▶ **SHORT EXERCISE**
Reproduce the data below line for line, omitting the pictures.

▶ **DATA PROVIDED**
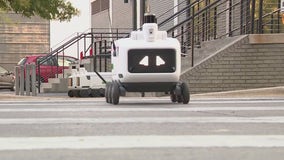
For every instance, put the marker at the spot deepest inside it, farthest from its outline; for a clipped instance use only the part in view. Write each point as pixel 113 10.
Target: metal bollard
pixel 28 81
pixel 33 79
pixel 22 80
pixel 17 80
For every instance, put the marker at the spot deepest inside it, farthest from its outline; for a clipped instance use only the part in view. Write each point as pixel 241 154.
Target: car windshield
pixel 3 70
pixel 22 61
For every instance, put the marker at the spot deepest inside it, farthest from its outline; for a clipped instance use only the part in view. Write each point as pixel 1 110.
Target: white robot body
pixel 84 84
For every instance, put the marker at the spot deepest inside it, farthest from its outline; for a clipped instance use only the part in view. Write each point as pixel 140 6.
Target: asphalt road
pixel 141 128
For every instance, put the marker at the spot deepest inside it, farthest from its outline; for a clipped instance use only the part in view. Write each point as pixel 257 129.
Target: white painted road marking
pixel 108 142
pixel 154 109
pixel 127 100
pixel 156 120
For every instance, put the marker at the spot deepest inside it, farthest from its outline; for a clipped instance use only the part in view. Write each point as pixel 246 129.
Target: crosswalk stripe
pixel 107 142
pixel 156 120
pixel 154 109
pixel 127 100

▶ **RESPONSE TO THIS EXERCISE**
For every instance, put the marker at the spot deepest inside it, farthest from its outline; for a clipped instance use only the part in view. Write each point as pixel 113 10.
Target: metal bollard
pixel 28 81
pixel 33 79
pixel 22 80
pixel 17 80
For every instance, put the marker at the spot deepest inside it, farthest from its outline; for a clipped instance use only the part in view. Write each point as pixel 241 154.
Target: car windshield
pixel 3 70
pixel 22 61
For every instance, put the marker at the spot deepest inside it, farthest from its outline; for a clipped instance use only the part in view. Write each point as pixel 1 110.
Target: white robot body
pixel 84 84
For every instance, put the marker at the spot deepest inside it, farthest from its outline; for a clipped instance use only the part in view. Write each point as pixel 140 6.
Target: asphalt road
pixel 141 128
For every instance, put the marker at the spot deepest inside it, farthest from its outline; for a clipped instance use only the part in view. Write each point as pixel 257 129.
Target: white painted road marking
pixel 108 142
pixel 154 109
pixel 127 100
pixel 156 120
For every instance, put the marker at the spot deepest inside it, farthest from its outline; for a clipped instance use only the part in view. Write each point as pixel 246 129.
Target: crosswalk stripe
pixel 107 142
pixel 156 120
pixel 154 109
pixel 127 100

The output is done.